**What to produce:**
If a line in the entries includes "rough", show that line.

Stored data: Begin

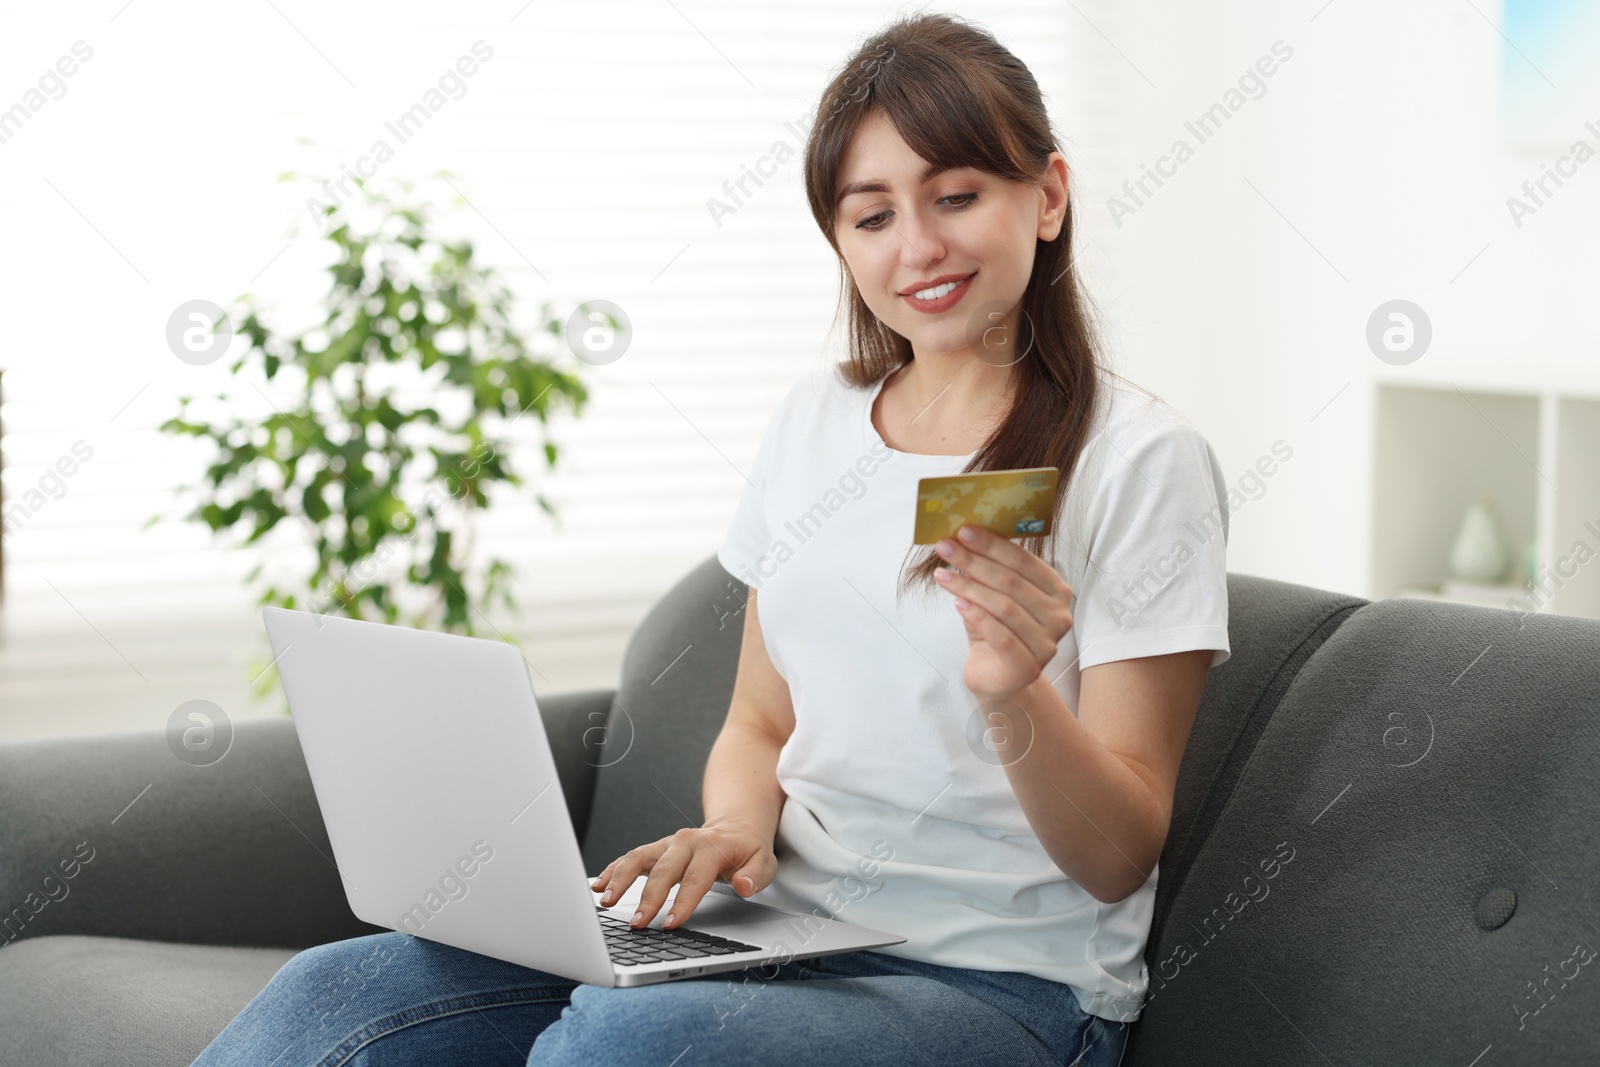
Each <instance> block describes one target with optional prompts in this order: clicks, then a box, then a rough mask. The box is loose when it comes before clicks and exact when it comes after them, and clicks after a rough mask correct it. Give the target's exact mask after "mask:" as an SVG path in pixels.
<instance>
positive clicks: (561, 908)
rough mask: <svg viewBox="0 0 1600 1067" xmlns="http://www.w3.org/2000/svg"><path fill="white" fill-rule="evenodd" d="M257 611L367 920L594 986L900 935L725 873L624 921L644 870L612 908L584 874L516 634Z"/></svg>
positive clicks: (637, 900) (524, 662)
mask: <svg viewBox="0 0 1600 1067" xmlns="http://www.w3.org/2000/svg"><path fill="white" fill-rule="evenodd" d="M262 617H264V619H266V624H267V637H269V640H270V641H272V653H274V662H275V664H277V669H278V677H280V678H282V680H283V691H285V694H286V696H288V702H290V710H291V712H293V715H294V728H296V731H298V733H299V742H301V749H302V752H304V753H306V765H307V768H309V769H310V781H312V785H314V789H315V792H317V803H318V806H320V808H322V817H323V822H325V825H326V827H328V840H330V841H331V843H333V856H334V861H336V864H338V869H339V877H341V878H342V881H344V891H346V896H347V897H349V901H350V910H352V912H355V913H357V915H358V917H360V918H363V920H366V921H368V923H373V925H376V926H387V928H390V929H397V931H403V933H410V934H414V936H418V937H427V939H430V941H438V942H443V944H446V945H454V947H458V949H469V950H472V952H480V953H483V955H488V957H494V958H498V960H507V961H510V963H520V965H522V966H531V968H538V969H541V971H547V973H550V974H560V976H562V977H570V979H573V981H578V982H587V984H590V985H646V984H651V982H666V981H670V979H678V977H690V976H694V974H710V973H715V971H736V969H742V968H752V966H760V965H766V963H782V961H786V960H805V958H810V957H816V955H826V953H830V952H851V950H856V949H872V947H877V945H890V944H899V942H902V941H906V939H904V937H899V936H894V934H886V933H882V931H877V929H867V928H864V926H854V925H851V923H845V921H838V920H832V918H821V917H818V915H810V913H798V912H789V910H781V909H774V907H770V905H765V904H757V902H754V901H746V899H744V897H741V896H738V894H736V893H734V891H733V888H731V886H728V885H726V883H720V881H718V883H717V885H715V886H714V889H712V891H710V893H707V894H706V897H704V899H702V901H701V904H699V907H696V909H694V912H693V915H691V917H690V921H688V925H685V926H683V928H678V929H670V931H667V929H662V928H661V921H662V917H664V915H666V913H667V912H669V910H670V909H669V907H667V905H662V909H661V912H659V913H658V915H656V917H654V918H653V920H651V923H650V926H648V928H640V929H638V931H632V929H629V926H627V921H629V917H632V913H634V910H635V909H637V901H638V896H640V893H642V889H643V885H645V878H643V877H640V878H637V880H635V881H634V885H632V886H630V888H629V891H627V894H624V897H622V899H621V901H618V902H616V904H613V905H611V907H610V909H605V907H602V905H600V894H598V893H595V891H592V889H590V888H589V883H590V881H592V880H594V878H592V877H589V875H586V873H584V862H582V856H581V853H579V848H578V837H576V833H574V832H573V824H571V817H570V816H568V814H566V798H565V797H563V793H562V785H560V782H558V781H557V776H555V758H554V757H552V755H550V742H549V739H547V737H546V733H544V723H542V720H541V717H539V705H538V702H536V699H534V694H533V681H531V680H530V677H528V665H526V662H523V659H522V654H520V653H518V651H517V649H515V648H514V646H512V645H507V643H504V641H494V640H483V638H472V637H461V635H454V633H434V632H429V630H416V629H410V627H402V625H384V624H379V622H357V621H354V619H341V617H331V616H323V614H317V613H309V611H288V609H283V608H266V609H264V611H262ZM595 873H598V872H595ZM674 893H675V888H674Z"/></svg>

Stored data: End

**Result of this task:**
Each <instance> block describes one target with optional prompts in this order: clicks, then a box, then a rough mask. The box is loose when it comes before clicks and exact when it comes after them, and clicks after a rough mask correct it. Give the target's exact mask after "mask:" as an SVG path in pixels.
rough mask: <svg viewBox="0 0 1600 1067" xmlns="http://www.w3.org/2000/svg"><path fill="white" fill-rule="evenodd" d="M257 611L367 920L594 986L900 935L725 873L624 921L644 870L612 908L584 874L516 634Z"/></svg>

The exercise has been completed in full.